Directions:
Pick up the forum post on adding columns and rows to a Deedle frame in F# and continue it from its last line of pseudocode.

Text shown:

4

I have been struggling with F# and especially working with Deedle.Frame and Deedle.Series.

  1. I need to create two new columns with values that depend on the other columns.
  2. For some rows, I need to insert a new row.

My current solution is very ugly, basically filter the Frame according to each if-statement and return a new Frame with the new columns only. Then I merge this into the original Frame. This works since the cases or mutually exclusive. The case when I need to insert a new row is made such that I will reindex the new frame so that the during a merge it simply be appended at the bottom (after last row) of the original Frame.

However, since the different if-cases/patterns are many, I have to work with a lot of merging of frames and make sure that the complement of the IF-statements are handled (otherwise there will be missing values).

Input Frame -> Target Frame (row order not important)

// ****** PSEUDO CODE ******
// Create new columns as copies.
Add column ["NEWTYPE"] = ["TYPE"] 
Add column ["NEWVALUE"] = ["VALUE"]
// Iterate over rows.
foreach row in table
    IF row["GROUP"] == A
        typeParts = row["TYPE"].Split('/')

Given information:
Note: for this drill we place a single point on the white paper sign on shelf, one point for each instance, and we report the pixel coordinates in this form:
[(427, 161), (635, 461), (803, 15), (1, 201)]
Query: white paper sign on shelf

The answer:
        // Swap order X/Y -> Y/X.
        IF typeParts[0] == "X" && typeParts[1] != "X"
          row["NEWTYPE"] = typeParts[1] + "/" + "X"
          row["NEWVALUE"] = row["VALUE"] / 10.0
        // Split row into two rows Z/Y -> {Z/X, Y/X}.
        ElseIF typeParts[0] != "X" && typeParts[1] != "X"
            Insert extraRow = row
            extraRow["NEWTYPE"] = typeParts[0] + "/" + "X"
            extraRow.["NEWVALUE"] = row["VALUE"] * 2.0
            row["NEWTYPE"] = typeParts[1] + "/" + "X"
            row["NEWVALUE"] = row["VALUE"] * 3.0
        ELSE
            // Do nothing, new columns already copied.
    ELSE
          // Do nothing, new columns already copied.

A Gold star for anyone able to come up with a good solution. I guess it could be solved by returning a List of Frames (since a new row might be created) and then flatten and mergeAll?

***** Here is my current ugly F# code: *****

let subA =
    inputFrame
    |> Frame.filterRowValues(fun row -> row.GetAs<string>("GROUP") = "A")

let grpSwap =
    subA 
    |> Frame.filterRowValues(fun row -> 
        let typeParts = row.GetAs<string>("TYPE").Split('/')
        typeParts.[0] = "X" && typeParts.[1] <> "X")
    |> Frame.mapRowValues(fun r -> 
        let typeParts = r.GetAs<string>("TYPE").Split('/')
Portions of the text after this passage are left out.